Between weather, food spills, and birds flying overhead, outdoor furniture can be tough to maintain. However, with the right techniques and cleaning solutions, you can easily rejuvenate your patio set back to like-new status. Even if you have older beat-up pieces, you can improve their appearance with a little TLC.
Check out some of our favorite tried and true tips on how to clean patio furniture. You can thank us later when you’re enjoying some lemonade on your freshly cleaned outdoor lounge chair.
To get started, thoroughly vacuum each piece of furniture with a Shop-Vac. Next, find cleaning instructions based on the type of furniture and outdoor accessories you own.
If you’re here for natural and homemade patio furniture cleaner recipes, jump to the end of this post.
Cleaning Patio Furniture by Type:
Cleaning White Resin Patio Furniture
Create a solution by mixing one gallon of warm water with three tablespoons of dishwashing detergent, using a soft brush or sponge to clean the resin. Leave this on for 15 minutes, and then give it a good rinse and let it dry. It’s important to note, though, that this works well for white plastic because the detergent contains bleach. It should not be used on colored pieces.
How to Clean Colored Plastic Outdoor Furniture
Colored plastic furniture can be simply cleaned with an all-purpose cleaner and water. Don’t let the cleaner sit too long on the furniture, since the sunlight mixed with leftover residue will speed up the fading process.

-------

- OBJECTIVES:
A: List every cleaning tool and cleaning product, other than water, that the patio furniture cleaning guide names.
B: According to the patio furniture cleaning guide, how long should the detergent solution stay on white resin furniture before it is rinsed off?
C: Resume the patio furniture cleaning guide after its final sentence.
The rows after this point are not needed.

-------

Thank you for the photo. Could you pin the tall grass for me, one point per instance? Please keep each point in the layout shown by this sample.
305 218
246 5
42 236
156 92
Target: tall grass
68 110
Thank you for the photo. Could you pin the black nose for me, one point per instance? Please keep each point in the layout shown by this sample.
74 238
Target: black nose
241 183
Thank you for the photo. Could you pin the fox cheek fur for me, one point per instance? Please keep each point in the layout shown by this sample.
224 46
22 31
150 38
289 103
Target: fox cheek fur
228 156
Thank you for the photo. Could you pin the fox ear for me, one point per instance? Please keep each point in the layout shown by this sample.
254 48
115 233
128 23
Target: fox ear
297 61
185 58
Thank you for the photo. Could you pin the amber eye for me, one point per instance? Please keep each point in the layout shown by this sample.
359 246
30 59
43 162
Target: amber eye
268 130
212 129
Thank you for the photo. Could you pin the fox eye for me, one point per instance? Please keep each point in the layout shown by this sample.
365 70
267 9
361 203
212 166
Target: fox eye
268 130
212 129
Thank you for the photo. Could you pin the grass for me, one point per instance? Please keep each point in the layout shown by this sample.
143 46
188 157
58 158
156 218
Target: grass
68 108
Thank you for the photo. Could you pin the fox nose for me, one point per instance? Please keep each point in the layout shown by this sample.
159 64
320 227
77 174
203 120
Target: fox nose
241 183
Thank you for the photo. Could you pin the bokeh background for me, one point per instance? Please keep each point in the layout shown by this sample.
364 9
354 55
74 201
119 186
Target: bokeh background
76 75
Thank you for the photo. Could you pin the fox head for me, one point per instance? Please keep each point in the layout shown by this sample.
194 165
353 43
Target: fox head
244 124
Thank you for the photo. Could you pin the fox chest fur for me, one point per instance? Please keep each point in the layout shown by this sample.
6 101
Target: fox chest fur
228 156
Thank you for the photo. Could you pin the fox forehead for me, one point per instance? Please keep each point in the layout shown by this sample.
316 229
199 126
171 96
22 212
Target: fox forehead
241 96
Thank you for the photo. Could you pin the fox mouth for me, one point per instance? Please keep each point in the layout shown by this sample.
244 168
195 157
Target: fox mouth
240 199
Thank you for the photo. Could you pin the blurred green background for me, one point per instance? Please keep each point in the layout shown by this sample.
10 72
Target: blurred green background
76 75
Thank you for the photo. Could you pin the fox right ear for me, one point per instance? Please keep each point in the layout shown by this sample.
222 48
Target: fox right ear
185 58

-------

- RESULTS FOR THE EXERCISE:
A: Shop-Vac, dishwashing detergent, soft brush, sponge, all-purpose cleaner

B: 15 minutes.

C:
How to Clean Wicker Furniture
Before cleaning, vacuum your wicker furniture to remove any traces of dirt and debris that may be stuck in between the nooks and crannies. Then, mix one-fourth cup of liquid dish soap with two cups of warm water, wiping the wicker with a soft cloth and rinsing away suds with a hose. If mold or mildew remains, add white vinegar to the solution, using a toothbrush to scrub it away.
How to Clean Metal Patio Furniture
Metal is often overtaken by oxidation, so remove as much as possible by scrubbing your furniture with polishing paste of a one-to-one solution of water and white vinegar. To remove scuff marks, wipe with a soft cloth and a non-abrasive cleaning product, such as Soft Scrub. For maximum protection, coat your furniture with automotive wax in between cleanings.
How to Clean Outdoor Wood Furniture
For wood, use a mild oil-based soap (such as Murphy Oil Soap) and warm water. If your furniture is made out of softwood, only scrub in the direction of the wood grain. If you have hard wood, you may want to consider sanding it annually and applying a protective stain finish.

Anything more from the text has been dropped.